*TESTO CITATO*:

Quello che mi preme sottolineare qui è: la bioplastica contiene plastica e non è al 100% biodegradabile!!!
Intervistatrice: Esistono già bioplastiche...ma usano cereali per essere prodotte e usano solventi chimici!
Imprenditore: Non solo solventi chimici per essere estratti ma modificano geneticamente i batteri delle piante per poterli ottenere, sopratutto consumano grandi quantità di energia per produrli e alla fine il prodotto NON è nemmeno completamente biodegradabile!!!
WOWWWWWWW finalmente qualcuno che parla chiaro! Le bioplastiche non sono la nostra salvezza!!!
La trasmissione continua... stay tuned!
produttore
13.01.2012 17:01
Pasquale, fidati, si sono resi conto eccome di ciò che hanno fatto.La lobby questa volta ha vinto davvero...ma chi vivrà vedrà!
Il discorso è uno:
Se il problema è che i sacchetti finiscono in mare e nei fiumi, o in generale nell'ambiente che ci circonda è facilmente superabile con i materiali oxodegradabili.Se invece si vuole vietare la plastica non si risolve con la bioplastica.
Infatti nella bioplastica c'è una percentuale (dal 10 al 50%) di plastica, che una volta in compostaggio resta li, non si vede ma c'è e va a finire nei terreni agricoli, dove il compost viene messo. A questo punto le piante e gli animali mangeranno la plastica...e il resto sarà storia!
Purtroppo in nome di una sopraggiunta responsabilità pseudo ambientale si è giunti a conclusione che la scelta migliore sia la bioplastica, che per carità, è ottima ma forse è meglio la plastica normale che poi finisce in riciclo...
Mi potrei dilungare ma non voglio, tanto le orecchie sono chiuse e non ho il potere di farmi sentire.
pasquale
13.01.2012 16:01
incredibile e' arrivata la fine per migliaia di lavoratori del settore.
non si sono resi conto di cio' che hanno fatto !!
cuore spezzato
12.01.2012 23:01
Scusate gli errori/orrori di scrittura, la o con l' h è inguardabile!
dolore al cuore
12.01.2012 23:01
Fin quando vivró in Italia mi dovró abituare a queste barzelette...
Non sono contrario al bio anzi, ma in maniera disinteressata, non per il dio danaro!

*CONSEGNE*:
A) Elenca i nomi che nel testo sulle bioplastiche compaiono subito prima di una data e un'ora.
B) Trascrivi dal testo sulle bioplastiche il tratto da "WOWWWWWWW finalmente qualcuno" fino a "con la bioplastica.".
C) Prosegui il testo sulle bioplastiche dal punto in cui si ferma.
I dati non hanno alcun legame con il testo sulle bioplastiche.

*ESTRATTO DEI DATI*:
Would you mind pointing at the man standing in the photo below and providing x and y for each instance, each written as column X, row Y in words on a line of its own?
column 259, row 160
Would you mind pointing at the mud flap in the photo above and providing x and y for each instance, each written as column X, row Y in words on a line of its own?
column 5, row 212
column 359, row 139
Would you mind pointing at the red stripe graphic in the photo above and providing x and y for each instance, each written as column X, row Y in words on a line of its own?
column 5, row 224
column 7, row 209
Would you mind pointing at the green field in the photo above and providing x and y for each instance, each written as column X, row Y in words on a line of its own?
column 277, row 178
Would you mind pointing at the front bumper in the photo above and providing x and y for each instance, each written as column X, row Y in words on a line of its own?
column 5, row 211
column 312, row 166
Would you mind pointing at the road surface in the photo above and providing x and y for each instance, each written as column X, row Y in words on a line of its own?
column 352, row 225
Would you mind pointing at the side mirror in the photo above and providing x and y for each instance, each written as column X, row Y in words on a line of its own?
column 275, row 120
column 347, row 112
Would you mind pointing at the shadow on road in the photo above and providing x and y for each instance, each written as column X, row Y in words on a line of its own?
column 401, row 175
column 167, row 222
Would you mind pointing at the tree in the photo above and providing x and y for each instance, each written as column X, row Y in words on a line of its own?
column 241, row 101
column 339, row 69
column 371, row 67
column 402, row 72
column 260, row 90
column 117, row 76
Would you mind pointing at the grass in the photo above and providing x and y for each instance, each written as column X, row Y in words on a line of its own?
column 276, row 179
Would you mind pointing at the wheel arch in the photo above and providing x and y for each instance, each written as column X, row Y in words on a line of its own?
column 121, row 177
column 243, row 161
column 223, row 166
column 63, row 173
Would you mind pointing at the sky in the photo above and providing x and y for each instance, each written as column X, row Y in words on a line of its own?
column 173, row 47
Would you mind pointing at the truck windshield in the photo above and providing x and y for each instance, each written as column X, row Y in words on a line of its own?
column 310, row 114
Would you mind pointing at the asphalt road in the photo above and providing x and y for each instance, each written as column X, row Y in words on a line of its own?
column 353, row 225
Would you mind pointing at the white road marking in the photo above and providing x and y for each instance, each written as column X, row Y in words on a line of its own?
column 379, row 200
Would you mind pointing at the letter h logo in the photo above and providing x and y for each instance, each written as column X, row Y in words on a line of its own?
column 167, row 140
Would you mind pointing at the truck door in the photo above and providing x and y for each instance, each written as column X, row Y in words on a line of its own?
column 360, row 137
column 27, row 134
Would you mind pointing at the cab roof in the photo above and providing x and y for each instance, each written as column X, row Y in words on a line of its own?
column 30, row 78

*RISPOSTE ALLE CONSEGNE*:
A)
produttore
pasquale
cuore spezzato
dolore al cuore

B)
WOWWWWWWW finalmente qualcuno che parla chiaro! Le bioplastiche non sono la nostra salvezza!!!
La trasmissione continua... stay tuned!
produttore
13.01.2012 17:01
Pasquale, fidati, si sono resi conto eccome di ciò che hanno fatto.La lobby questa volta ha vinto davvero...ma chi vivrà vedrà!
Il discorso è uno:
Se il problema è che i sacchetti finiscono in mare e nei fiumi, o in generale nell'ambiente che ci circonda è facilmente superabile con i materiali oxodegradabili.Se invece si vuole vietare la plastica non si risolve con la bioplastica.

C)
Alcune domande che farei al ministro e a legambiente:
1. La plastica contenuta nella bioplastica (sacchetto in materbi) quando diventa compost e quindi finisce nei terreni non è nocivo ugualmente? Ho grazie alla normativa EN13432 diventa plastica miracolosa?
2. Mi parlate del mais che al posto di mangiarlo dobbiamo farci la bio (?) plastica?
3. Mi motivate il perchè delle licenze per poter avere il materbi?
4. Porto Torres e Terni, ok bene, sicuramente ci saranno alcune assunzioni, e i licenziamenti a Milano, Roma, Napoli e in tutta Italia ne parliamo?
5. Del fatto che lItalia è stata messa in mora proprio a causa della legge sui bag free come mai non ne parlate?
6. Vi siete chiesti perché solo il 10 % dei commercianti usano sacchetti compostabili? Aiutino... il prezzo.
7. Dell' aumento della vendita dei sacchi spazzatura in plastica e dei sacchi di carta che hanno sostituito i sacchetto di plastica, ne vogliamo parlare? A giusto, gli alberi non fanno parte dell'eco sistema...
Povera Italia, che brutta fine stai facendo, dal paese del sole al paese ...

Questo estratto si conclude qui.